— TASKS FOR THIS EXERCISE —
**1)** In the text about updating a flash website, what items follow the words "life was busy:"? List each one.
**2)** Rewrite the part of the flash website text that opens with the words "In 2011, I thought" and closes with "in the throws.", swapping in "retro" wherever "vintage" appears.

In 2011, I thought I should finally begin to move on that great idea I had to update my trusty flash based website. Turns out, the trusty bit was beginning to fade. Kicking since 2004, my site’s little can-do-attitude just wasn’t fancy enough to keep up with the rapidly growing technology that was on the scene. Mobile devices and tablets emerged and there we were, just like that: vintage. (Gasp!) In my mind, I made due with “charming vintage” and life moved along. I had to make peace with what it was. At the time, my family and I were living in Ontario and life was busy: we were in the throws of two little ones and a pregnancy, setting up life in a new country, buying and fixing up a house, full time ministry, part time design work, and I was also trying to be in the studio painting.

We were in the throws.

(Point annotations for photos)
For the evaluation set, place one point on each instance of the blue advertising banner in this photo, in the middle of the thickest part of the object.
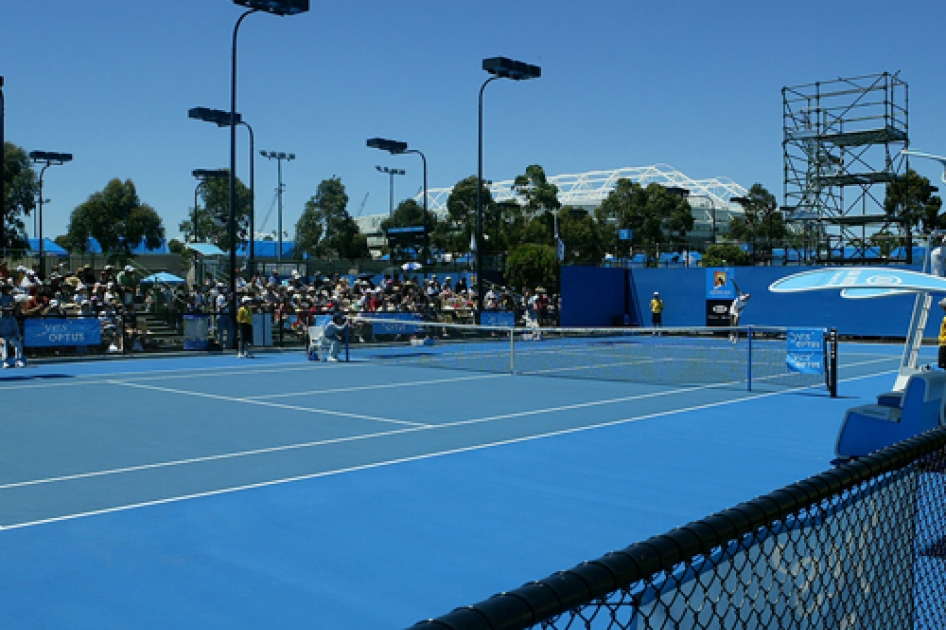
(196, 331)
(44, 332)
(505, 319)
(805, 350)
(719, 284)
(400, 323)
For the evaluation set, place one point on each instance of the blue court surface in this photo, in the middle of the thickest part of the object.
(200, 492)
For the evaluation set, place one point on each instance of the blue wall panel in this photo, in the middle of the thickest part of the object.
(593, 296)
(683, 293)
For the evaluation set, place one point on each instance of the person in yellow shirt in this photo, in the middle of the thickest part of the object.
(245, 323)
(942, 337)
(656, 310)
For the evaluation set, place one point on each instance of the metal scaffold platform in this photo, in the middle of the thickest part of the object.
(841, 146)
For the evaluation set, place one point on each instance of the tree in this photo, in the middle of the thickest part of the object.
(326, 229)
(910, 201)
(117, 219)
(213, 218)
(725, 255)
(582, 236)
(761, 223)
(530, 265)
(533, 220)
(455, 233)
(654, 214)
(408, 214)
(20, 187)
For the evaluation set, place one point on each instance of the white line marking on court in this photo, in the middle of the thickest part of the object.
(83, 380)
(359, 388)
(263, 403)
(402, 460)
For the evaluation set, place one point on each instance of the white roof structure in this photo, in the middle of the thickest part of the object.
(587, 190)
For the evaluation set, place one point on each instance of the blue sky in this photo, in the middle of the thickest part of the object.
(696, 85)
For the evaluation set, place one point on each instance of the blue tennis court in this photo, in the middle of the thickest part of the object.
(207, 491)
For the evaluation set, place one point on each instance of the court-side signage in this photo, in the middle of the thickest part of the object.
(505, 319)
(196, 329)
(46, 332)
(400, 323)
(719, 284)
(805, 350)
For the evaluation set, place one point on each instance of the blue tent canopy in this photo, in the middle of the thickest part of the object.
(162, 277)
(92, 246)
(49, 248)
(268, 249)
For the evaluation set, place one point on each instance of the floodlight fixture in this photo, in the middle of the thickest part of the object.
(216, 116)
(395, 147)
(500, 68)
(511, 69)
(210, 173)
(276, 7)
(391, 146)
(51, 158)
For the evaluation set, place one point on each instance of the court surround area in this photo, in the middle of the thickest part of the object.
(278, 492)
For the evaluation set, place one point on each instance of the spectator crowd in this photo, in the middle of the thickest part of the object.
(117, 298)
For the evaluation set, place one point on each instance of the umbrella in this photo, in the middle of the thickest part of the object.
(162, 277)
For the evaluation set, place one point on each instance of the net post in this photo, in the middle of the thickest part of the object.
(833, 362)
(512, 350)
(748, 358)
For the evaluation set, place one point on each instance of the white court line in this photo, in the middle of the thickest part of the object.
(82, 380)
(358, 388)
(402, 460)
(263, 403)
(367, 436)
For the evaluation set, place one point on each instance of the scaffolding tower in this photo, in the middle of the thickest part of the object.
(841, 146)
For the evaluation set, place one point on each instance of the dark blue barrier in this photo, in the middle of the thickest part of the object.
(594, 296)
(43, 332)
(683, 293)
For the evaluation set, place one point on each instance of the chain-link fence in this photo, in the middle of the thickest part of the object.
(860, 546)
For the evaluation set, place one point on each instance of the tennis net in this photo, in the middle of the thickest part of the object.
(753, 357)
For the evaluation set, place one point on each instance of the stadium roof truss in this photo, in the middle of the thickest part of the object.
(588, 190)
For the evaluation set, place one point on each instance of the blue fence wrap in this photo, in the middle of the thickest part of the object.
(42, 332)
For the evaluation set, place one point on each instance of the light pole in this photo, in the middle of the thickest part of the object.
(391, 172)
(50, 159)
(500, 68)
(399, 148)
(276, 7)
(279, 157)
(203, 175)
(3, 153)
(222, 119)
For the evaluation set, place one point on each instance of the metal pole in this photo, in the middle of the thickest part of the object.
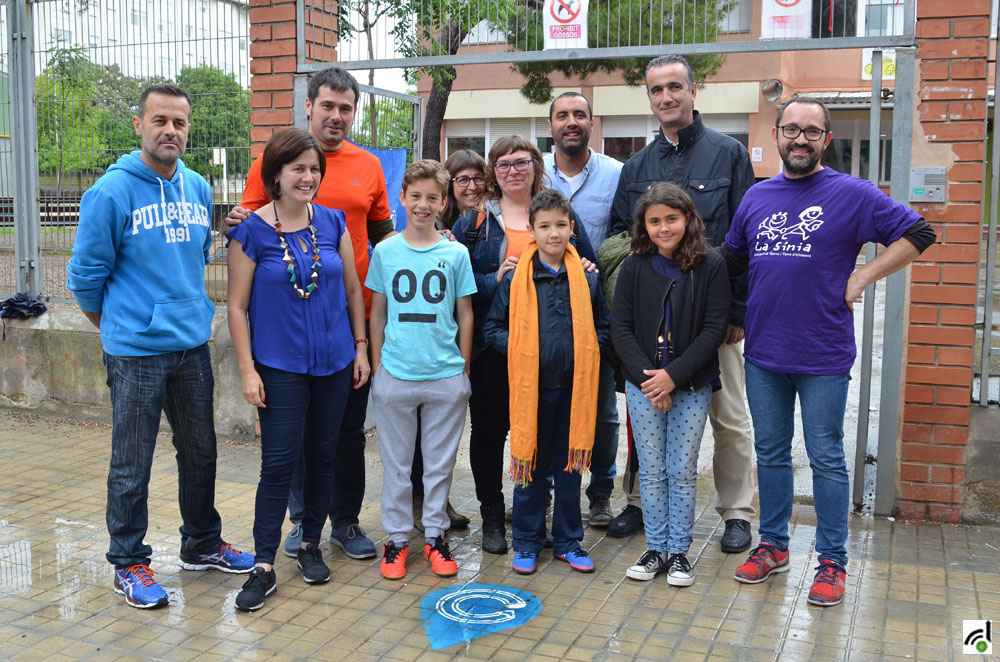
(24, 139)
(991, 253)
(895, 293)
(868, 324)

— RESPONSES BY TASK —
**1)**
- two little ones and a pregnancy
- setting up life in a new country
- buying and fixing up a house
- full time ministry
- part time design work
- trying to be in the studio painting

**2)**
In 2011, I thought I should finally begin to move on that great idea I had to update my trusty flash based website. Turns out, the trusty bit was beginning to fade. Kicking since 2004, my site’s little can-do-attitude just wasn’t fancy enough to keep up with the rapidly growing technology that was on the scene. Mobile devices and tablets emerged and there we were, just like that: retro. (Gasp!) In my mind, I made due with “charming retro” and life moved along. I had to make peace with what it was. At the time, my family and I were living in Ontario and life was busy: we were in the throws of two little ones and a pregnancy, setting up life in a new country, buying and fixing up a house, full time ministry, part time design work, and I was also trying to be in the studio painting.

We were in the throws.